*** TEXT

It wasn’t until I began attending countless guided meditations and unique experiences such as Light Sound Vibration therapy, Ancient Sound Healing, and Blue Lotus Ceremonies when I began to connect to my highest self. I had never had more clear visions of my path ahead until these moments when I sat long enough to listen and connect to my inner self. The more I paid attention to what my soul was yearning for, the more I felt like I was meeting myself.

My heart wanted to continue traveling to new countries and exploring new cultures. So that is exactly what I did! I explored more of Indonesia and then visited Singapore, Vietnam, Thailand, and Norway. I spent 9 months getting caught up in the wander.

Throughout this time, I had a lot of time to self-reflect on who I am, who I don't want to be, who I have been, and who I want to become. I've come to realize the core root of many of my beliefs, traumas, triggers, behaviors, and patterns. I've been working on my mental dream board for the life I want to have and trying to figure out how to become in alignment with the version of myself that is living it all out.

woman sitting on rocks in a river with a waterfall in the background surrounded by a cave

I think everyone can relate to that sense of feeling lost while trying to figure out where our lives are heading. Something I learned through all the chaos of traveling was how to better focus on the present moments and happiness. Many people tend to be stuck on details from the past and question the possibilities for the future. This is where we start to get lost. It's where I fell back into the old habits of brainwashed thinking. At some point in my traveling, my funds starting dropping really low and I began worrying about money and the direction I was heading. I had no energy to sit down and explore options so I dug myself a deeper hole. I reverted back to my old tendencies of overthinking which just caused a full body of anxiety to fill me. I felt pressured to have everything figured out to the point I couldn't decide.

I'm starting to realize the real adventure in my life has always been about me wandering aimlessly and finding my way continuously. While my curious mind fueled me, my roaming heart directed me. I challenged myself by not planning the journey so far ahead. Majority of my days I spent living in the moment and hardly planning more than 1-3 days ahead. I wanted to stay open to the possibility of anything happening. I met a handful of people who came along and redirected me to places I had never considered. Had everything been planned out, I would of missed out on some really amazing and unforgettable experiences. I felt love like never before and now have new perspectives of life and the world around me. This journey has been the greatest gift that I allowed to come my way. The money will come back, but the time we loose can never be given back. My biggest take away is to love and live like you'll die tomorrow, because we don't know if the morning will ever come.

I listened to my heart and let my curiosity be my compass. I was curious to explore what could be for me and realized what wasn't meant for me. I discovered what environments I best thrived in and which ones I didn't. I found activities that brought me so much peace and understood which ones drained me. I am learning who I was before the world got their hands on me... but I'll be the first to admit that I still don't have it all figured out.

I've seen sunsets around the world, over the ocean, in the mountains, and way in the clouds... and I'm still uncovering the mysteries of the world. Who am I, why am I here, what's my purpose, am I on the right path... Truth is, I don't think there's really any answers. Life is just all about enjoying the passages of time, loving who we can for however long we get, and feeling all the things we possibly can.

When we take enough time to appreciate all the beauty in the world and find gratitude for all we have in our life, things start to feel better. I stand by believing things always come together. Whenever you're feeling lost in the wander, just remember to take time to enjoy where you're at right now. Life is what we make of it, so make it an amazing one.

******
*** SUPPLIED INFORMATION

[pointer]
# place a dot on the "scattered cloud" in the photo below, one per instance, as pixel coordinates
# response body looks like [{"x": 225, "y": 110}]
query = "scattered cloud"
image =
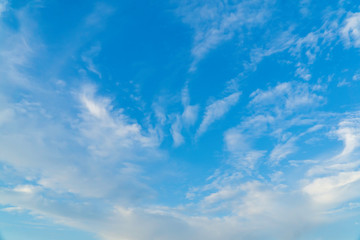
[{"x": 350, "y": 30}]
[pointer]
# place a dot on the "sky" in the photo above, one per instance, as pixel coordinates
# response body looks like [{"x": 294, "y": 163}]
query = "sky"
[{"x": 179, "y": 119}]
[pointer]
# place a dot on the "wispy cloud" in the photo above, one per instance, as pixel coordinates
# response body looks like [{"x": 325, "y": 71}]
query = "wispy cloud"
[
  {"x": 216, "y": 22},
  {"x": 216, "y": 111},
  {"x": 350, "y": 31}
]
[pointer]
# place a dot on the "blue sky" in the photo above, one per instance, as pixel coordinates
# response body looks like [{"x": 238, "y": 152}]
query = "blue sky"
[{"x": 123, "y": 120}]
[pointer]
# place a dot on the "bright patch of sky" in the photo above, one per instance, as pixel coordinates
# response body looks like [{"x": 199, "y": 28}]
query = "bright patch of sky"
[{"x": 138, "y": 120}]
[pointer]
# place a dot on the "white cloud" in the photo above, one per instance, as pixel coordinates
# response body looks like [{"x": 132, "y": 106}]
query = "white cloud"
[
  {"x": 216, "y": 22},
  {"x": 176, "y": 128},
  {"x": 350, "y": 31},
  {"x": 288, "y": 95},
  {"x": 217, "y": 110},
  {"x": 185, "y": 120},
  {"x": 88, "y": 58},
  {"x": 282, "y": 150}
]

******

• [TASKS]
- A) Please reproduce the passage of the travel essay starting at "I think everyone" and ending at "I couldn't decide.".
- B) In the travel essay, which countries did the writer visit after exploring more of Indonesia?

• [OUTPUTS FOR THE TASKS]
- A)
I think everyone can relate to that sense of feeling lost while trying to figure out where our lives are heading. Something I learned through all the chaos of traveling was how to better focus on the present moments and happiness. Many people tend to be stuck on details from the past and question the possibilities for the future. This is where we start to get lost. It's where I fell back into the old habits of brainwashed thinking. At some point in my traveling, my funds starting dropping really low and I began worrying about money and the direction I was heading. I had no energy to sit down and explore options so I dug myself a deeper hole. I reverted back to my old tendencies of overthinking which just caused a full body of anxiety to fill me. I felt pressured to have everything figured out to the point I couldn't decide.

- B) Singapore, Vietnam, Thailand, and Norway.